§ **WHAT THE TASK REQUIRES**: Provide only the number of lines in the listing that contain the string "below".

§ **EXERCISE MATERIAL**:
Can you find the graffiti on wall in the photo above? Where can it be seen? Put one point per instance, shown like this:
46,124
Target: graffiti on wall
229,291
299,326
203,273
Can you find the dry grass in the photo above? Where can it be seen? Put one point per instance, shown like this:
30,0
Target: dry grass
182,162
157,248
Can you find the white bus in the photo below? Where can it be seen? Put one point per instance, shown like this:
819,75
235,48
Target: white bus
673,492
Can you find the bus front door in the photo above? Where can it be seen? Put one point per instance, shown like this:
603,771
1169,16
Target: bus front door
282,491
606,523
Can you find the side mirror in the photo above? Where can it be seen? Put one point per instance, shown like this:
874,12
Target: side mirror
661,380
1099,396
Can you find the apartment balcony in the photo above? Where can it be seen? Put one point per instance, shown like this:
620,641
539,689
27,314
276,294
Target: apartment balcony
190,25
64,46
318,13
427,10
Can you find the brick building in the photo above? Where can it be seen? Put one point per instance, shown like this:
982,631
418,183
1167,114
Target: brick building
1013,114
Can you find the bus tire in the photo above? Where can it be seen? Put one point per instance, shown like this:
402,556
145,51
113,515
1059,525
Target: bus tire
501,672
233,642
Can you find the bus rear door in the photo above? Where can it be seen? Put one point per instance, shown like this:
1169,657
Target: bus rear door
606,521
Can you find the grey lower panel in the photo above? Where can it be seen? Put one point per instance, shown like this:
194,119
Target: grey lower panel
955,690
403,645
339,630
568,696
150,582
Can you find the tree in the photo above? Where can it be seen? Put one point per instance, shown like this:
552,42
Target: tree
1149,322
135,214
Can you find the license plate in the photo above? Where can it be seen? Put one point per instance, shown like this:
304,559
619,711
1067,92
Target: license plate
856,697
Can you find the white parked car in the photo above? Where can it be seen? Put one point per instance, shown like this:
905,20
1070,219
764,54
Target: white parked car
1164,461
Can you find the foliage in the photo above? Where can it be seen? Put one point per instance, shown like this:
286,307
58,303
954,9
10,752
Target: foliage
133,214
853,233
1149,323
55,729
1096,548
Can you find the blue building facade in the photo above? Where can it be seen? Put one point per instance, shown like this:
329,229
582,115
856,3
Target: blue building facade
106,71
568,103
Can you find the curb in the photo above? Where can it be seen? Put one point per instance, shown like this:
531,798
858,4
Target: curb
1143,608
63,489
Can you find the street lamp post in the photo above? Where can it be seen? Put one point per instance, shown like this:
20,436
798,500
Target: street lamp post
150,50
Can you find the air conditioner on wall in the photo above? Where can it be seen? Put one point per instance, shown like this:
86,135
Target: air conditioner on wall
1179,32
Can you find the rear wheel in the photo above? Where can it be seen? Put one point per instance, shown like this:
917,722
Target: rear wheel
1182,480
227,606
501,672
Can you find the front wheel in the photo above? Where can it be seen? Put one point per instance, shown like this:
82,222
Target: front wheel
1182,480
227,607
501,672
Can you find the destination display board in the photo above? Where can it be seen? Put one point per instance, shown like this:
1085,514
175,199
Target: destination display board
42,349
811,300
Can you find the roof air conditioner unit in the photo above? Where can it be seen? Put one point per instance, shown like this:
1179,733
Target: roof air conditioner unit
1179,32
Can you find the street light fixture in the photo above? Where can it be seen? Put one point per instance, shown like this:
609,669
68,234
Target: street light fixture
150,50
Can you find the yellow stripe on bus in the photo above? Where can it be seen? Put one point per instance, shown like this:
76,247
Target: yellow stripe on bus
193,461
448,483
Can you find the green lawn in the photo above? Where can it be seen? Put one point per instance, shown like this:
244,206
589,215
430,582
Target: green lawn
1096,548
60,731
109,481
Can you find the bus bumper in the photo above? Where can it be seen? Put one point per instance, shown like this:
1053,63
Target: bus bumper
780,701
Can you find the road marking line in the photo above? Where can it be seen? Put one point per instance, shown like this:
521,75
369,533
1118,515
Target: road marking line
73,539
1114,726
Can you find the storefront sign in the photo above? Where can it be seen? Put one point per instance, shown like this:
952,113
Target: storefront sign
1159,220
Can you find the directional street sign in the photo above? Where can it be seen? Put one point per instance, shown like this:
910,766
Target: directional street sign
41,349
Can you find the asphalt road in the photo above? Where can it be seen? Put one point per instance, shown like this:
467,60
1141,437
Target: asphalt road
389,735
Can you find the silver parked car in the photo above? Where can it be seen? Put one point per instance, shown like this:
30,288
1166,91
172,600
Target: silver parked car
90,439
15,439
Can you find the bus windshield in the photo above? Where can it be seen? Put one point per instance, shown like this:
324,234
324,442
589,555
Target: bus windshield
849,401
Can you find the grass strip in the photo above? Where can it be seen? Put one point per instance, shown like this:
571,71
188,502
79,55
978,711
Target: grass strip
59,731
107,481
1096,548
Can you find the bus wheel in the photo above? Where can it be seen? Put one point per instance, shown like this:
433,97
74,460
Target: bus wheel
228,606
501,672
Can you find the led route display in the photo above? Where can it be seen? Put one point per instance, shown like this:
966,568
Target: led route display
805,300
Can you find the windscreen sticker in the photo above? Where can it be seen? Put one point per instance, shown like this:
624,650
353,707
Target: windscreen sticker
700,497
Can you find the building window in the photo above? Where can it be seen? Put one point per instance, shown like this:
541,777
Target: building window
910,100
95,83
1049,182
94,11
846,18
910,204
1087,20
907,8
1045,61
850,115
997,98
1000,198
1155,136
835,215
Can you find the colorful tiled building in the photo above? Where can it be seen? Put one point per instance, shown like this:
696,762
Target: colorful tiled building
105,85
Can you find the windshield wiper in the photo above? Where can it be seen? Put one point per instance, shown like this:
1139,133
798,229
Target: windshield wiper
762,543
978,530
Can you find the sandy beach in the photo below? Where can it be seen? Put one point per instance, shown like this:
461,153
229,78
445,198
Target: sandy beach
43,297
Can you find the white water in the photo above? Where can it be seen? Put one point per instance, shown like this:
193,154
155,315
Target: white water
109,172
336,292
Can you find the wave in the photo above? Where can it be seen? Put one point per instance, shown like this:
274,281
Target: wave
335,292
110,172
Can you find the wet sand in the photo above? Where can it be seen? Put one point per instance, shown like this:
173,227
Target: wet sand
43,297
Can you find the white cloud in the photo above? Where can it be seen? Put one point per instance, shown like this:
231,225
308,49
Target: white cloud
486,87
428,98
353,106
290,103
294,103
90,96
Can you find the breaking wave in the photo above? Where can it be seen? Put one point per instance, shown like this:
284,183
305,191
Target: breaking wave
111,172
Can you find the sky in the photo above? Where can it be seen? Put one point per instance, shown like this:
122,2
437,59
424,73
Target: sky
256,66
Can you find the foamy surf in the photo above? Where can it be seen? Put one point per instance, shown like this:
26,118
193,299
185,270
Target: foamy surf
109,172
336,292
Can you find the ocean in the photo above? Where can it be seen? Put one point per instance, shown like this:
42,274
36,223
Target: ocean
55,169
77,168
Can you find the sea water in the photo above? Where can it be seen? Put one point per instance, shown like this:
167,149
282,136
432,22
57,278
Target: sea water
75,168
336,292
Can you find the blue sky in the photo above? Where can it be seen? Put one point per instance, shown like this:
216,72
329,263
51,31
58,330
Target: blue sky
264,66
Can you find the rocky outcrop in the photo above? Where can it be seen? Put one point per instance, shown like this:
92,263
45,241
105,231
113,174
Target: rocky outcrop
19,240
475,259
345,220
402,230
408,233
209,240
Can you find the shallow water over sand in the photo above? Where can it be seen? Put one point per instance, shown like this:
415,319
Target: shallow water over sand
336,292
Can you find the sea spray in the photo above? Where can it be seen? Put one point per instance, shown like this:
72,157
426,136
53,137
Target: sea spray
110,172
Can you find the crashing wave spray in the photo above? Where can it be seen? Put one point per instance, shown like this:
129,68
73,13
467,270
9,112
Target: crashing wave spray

§ **REPLY**: 2